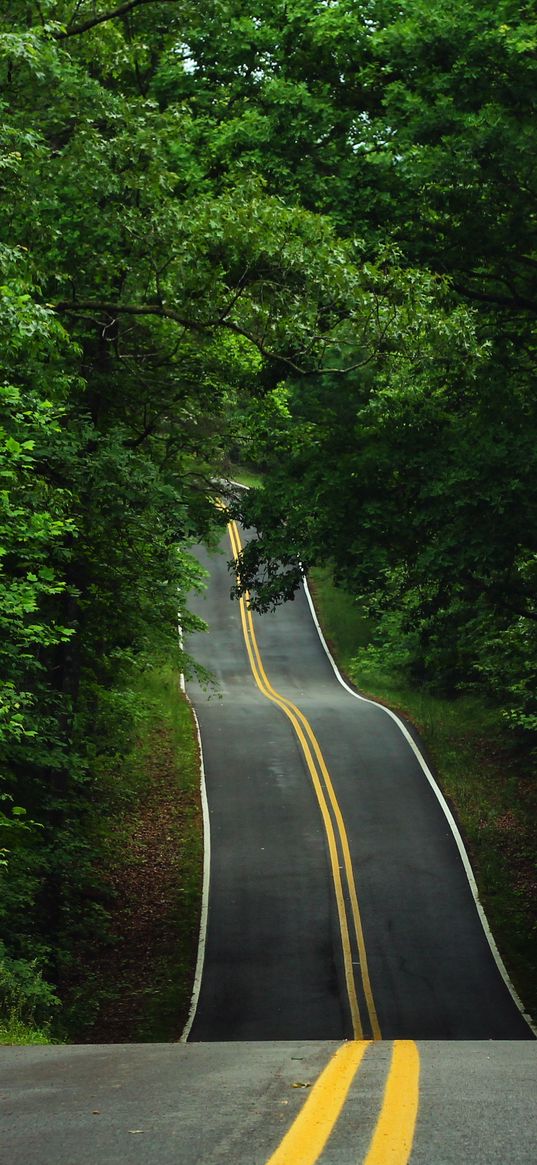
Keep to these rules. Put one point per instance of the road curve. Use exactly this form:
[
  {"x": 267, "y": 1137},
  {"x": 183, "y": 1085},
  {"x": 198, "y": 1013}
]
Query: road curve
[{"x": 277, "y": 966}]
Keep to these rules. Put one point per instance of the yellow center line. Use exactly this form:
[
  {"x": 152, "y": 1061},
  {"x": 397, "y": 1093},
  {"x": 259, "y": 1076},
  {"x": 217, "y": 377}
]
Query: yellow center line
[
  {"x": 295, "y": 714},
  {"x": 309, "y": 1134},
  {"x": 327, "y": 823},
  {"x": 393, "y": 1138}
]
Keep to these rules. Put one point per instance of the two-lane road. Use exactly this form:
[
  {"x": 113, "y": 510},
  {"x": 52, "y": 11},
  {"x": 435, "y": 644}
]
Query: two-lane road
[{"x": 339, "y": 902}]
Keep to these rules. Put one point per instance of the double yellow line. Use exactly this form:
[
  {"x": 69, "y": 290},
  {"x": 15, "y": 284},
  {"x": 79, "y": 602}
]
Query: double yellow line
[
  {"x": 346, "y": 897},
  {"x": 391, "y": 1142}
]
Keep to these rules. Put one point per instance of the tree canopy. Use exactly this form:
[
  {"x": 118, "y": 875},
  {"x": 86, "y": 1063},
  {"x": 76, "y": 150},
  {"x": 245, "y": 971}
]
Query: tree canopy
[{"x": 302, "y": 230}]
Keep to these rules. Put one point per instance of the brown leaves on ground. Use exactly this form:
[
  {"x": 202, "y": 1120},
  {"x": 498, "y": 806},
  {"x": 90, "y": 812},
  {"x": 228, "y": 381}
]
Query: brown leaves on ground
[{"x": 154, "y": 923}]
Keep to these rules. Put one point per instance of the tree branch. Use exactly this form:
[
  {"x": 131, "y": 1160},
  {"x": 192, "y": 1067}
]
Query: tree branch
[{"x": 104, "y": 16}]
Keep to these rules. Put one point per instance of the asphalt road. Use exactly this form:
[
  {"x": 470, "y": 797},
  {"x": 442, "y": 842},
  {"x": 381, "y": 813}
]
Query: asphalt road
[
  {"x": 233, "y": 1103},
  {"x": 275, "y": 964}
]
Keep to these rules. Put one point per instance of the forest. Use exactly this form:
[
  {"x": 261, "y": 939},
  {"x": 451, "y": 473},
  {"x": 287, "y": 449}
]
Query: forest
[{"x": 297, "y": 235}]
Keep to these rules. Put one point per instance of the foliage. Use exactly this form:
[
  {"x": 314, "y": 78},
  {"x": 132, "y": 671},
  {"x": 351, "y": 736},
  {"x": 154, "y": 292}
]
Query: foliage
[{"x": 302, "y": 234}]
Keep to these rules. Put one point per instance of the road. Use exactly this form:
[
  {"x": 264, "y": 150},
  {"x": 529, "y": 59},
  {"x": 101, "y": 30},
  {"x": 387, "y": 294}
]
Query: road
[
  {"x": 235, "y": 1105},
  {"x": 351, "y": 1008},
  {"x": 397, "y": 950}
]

* [YOUR INSTRUCTIONS]:
Rewrite all the rows above, replacing "Keep to these rules" with "Follow these rules" each time it appears and changing nothing else. Leave the pictures out.

* [OUTPUT]:
Follow these rules. Put one point per instance of the road curve. Use exactly this form:
[
  {"x": 267, "y": 1137},
  {"x": 183, "y": 1085},
  {"x": 198, "y": 1013}
]
Query: road curve
[{"x": 277, "y": 966}]
Follow these rules. Put one point per instance of the yellow center line. Use exactly this form:
[
  {"x": 152, "y": 1061},
  {"x": 397, "y": 1093},
  {"x": 259, "y": 1076},
  {"x": 217, "y": 377}
]
Query: yellow center line
[
  {"x": 295, "y": 714},
  {"x": 309, "y": 1134},
  {"x": 327, "y": 823},
  {"x": 393, "y": 1138}
]
Follow these rules. Put one point per instance of the two-lane road. Use exactly this form:
[
  {"x": 113, "y": 510},
  {"x": 52, "y": 11},
  {"x": 435, "y": 644}
]
Query: two-lane road
[{"x": 339, "y": 902}]
Follow these rules. Put one point per instance of the double yellow line. Use exactly this form:
[
  {"x": 69, "y": 290},
  {"x": 15, "y": 284},
  {"x": 79, "y": 602}
]
Query: double yellow line
[
  {"x": 346, "y": 897},
  {"x": 391, "y": 1142}
]
Follow these rules. Put one point per instance of the tree canopy. Use exactly this form:
[
  {"x": 118, "y": 875},
  {"x": 86, "y": 1063},
  {"x": 76, "y": 150},
  {"x": 245, "y": 971}
]
Query: tree canopy
[{"x": 302, "y": 230}]
Follow these rules. Put one point per instance of the brown leaves on ground. Use exactly this form:
[
  {"x": 202, "y": 1120},
  {"x": 498, "y": 806},
  {"x": 90, "y": 812},
  {"x": 228, "y": 381}
]
Query: brown leaves on ground
[{"x": 154, "y": 923}]
Follow these rules. Put one point per instance of the tree branch. Use exactly this form:
[
  {"x": 131, "y": 1160},
  {"x": 192, "y": 1067}
]
Query: tree branch
[{"x": 104, "y": 16}]
Follow these rules. Put one point per instance of the asphalt road. Use exactly this form:
[
  {"x": 470, "y": 797},
  {"x": 442, "y": 842},
  {"x": 381, "y": 813}
]
Query: asphalt road
[
  {"x": 233, "y": 1103},
  {"x": 275, "y": 964}
]
Follow these rules. Put one point per instance of the forest. Use exactly this form:
[
  {"x": 261, "y": 939},
  {"x": 451, "y": 473},
  {"x": 287, "y": 449}
]
Query: forest
[{"x": 297, "y": 235}]
Follow these rules. Put one point per instance of the foliage. Use exactly this form:
[
  {"x": 314, "y": 78},
  {"x": 132, "y": 671},
  {"x": 351, "y": 736},
  {"x": 154, "y": 292}
]
Query: foliage
[{"x": 302, "y": 234}]
Follow these rules. Put one point per instance of the road. Use exactly this form:
[
  {"x": 264, "y": 150},
  {"x": 529, "y": 59},
  {"x": 101, "y": 30},
  {"x": 387, "y": 294}
]
Query: road
[
  {"x": 235, "y": 1105},
  {"x": 351, "y": 1008},
  {"x": 397, "y": 950}
]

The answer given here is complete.